WORK TASK —
Select all lines holding the word "model" from the entries that follow.

PROVIDED MATERIAL —
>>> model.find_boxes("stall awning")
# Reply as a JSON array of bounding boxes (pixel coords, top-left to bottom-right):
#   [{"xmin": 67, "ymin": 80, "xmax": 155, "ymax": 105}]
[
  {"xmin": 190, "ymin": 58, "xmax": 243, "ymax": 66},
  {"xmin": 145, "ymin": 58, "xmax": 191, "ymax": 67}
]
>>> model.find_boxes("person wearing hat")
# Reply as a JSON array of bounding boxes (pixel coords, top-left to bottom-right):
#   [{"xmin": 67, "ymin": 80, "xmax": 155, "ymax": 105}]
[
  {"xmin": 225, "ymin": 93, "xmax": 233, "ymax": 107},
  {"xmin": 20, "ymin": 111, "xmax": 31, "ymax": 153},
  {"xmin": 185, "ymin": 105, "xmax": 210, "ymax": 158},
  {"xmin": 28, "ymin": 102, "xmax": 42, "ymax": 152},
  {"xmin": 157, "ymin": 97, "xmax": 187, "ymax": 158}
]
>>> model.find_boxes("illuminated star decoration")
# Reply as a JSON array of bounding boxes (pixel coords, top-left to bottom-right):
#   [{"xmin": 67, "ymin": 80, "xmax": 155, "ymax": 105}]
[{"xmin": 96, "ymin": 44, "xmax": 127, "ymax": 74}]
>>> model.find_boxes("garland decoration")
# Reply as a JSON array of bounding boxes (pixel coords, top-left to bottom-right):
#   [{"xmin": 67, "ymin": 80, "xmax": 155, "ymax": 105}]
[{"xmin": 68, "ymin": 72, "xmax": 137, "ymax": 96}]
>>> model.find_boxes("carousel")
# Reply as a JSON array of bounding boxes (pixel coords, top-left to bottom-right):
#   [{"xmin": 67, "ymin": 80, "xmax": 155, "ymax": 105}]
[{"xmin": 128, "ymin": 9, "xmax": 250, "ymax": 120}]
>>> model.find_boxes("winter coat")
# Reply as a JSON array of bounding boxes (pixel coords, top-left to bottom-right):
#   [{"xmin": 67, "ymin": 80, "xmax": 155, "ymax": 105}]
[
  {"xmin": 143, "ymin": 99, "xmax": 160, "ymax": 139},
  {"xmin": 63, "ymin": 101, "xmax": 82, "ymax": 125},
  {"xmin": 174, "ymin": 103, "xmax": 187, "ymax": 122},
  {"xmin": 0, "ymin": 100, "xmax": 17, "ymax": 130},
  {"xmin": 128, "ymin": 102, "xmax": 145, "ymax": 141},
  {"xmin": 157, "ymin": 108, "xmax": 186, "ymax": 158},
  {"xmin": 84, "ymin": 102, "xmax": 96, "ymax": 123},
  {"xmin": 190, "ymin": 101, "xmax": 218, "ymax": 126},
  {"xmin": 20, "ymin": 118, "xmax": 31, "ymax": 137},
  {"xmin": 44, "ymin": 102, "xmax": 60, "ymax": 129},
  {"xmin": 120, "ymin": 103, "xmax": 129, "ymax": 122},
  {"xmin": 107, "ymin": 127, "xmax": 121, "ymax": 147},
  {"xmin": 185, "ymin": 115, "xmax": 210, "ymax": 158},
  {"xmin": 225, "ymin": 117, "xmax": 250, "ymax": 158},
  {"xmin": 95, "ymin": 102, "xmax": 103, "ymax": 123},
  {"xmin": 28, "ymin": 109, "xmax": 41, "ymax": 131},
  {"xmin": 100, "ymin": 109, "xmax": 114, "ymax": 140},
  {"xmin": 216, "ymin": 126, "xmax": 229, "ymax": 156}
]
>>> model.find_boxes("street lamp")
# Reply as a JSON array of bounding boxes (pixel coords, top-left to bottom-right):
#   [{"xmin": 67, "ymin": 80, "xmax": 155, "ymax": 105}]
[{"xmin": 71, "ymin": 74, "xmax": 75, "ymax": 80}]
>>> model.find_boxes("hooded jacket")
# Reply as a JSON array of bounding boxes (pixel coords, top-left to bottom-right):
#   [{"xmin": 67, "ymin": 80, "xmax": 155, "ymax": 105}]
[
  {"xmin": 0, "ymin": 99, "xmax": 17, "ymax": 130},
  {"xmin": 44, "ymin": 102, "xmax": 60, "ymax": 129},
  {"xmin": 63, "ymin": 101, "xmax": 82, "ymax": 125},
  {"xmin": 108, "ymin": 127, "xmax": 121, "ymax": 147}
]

TASK RESPONSE —
>>> model.find_boxes("stall awning")
>>> model.find_boxes("person wearing hat")
>>> model.find_boxes("illuminated star decoration")
>>> model.find_boxes("garland decoration")
>>> model.find_boxes("carousel")
>>> model.find_boxes("winter coat")
>>> model.find_boxes("street lamp")
>>> model.find_boxes("hooded jacket")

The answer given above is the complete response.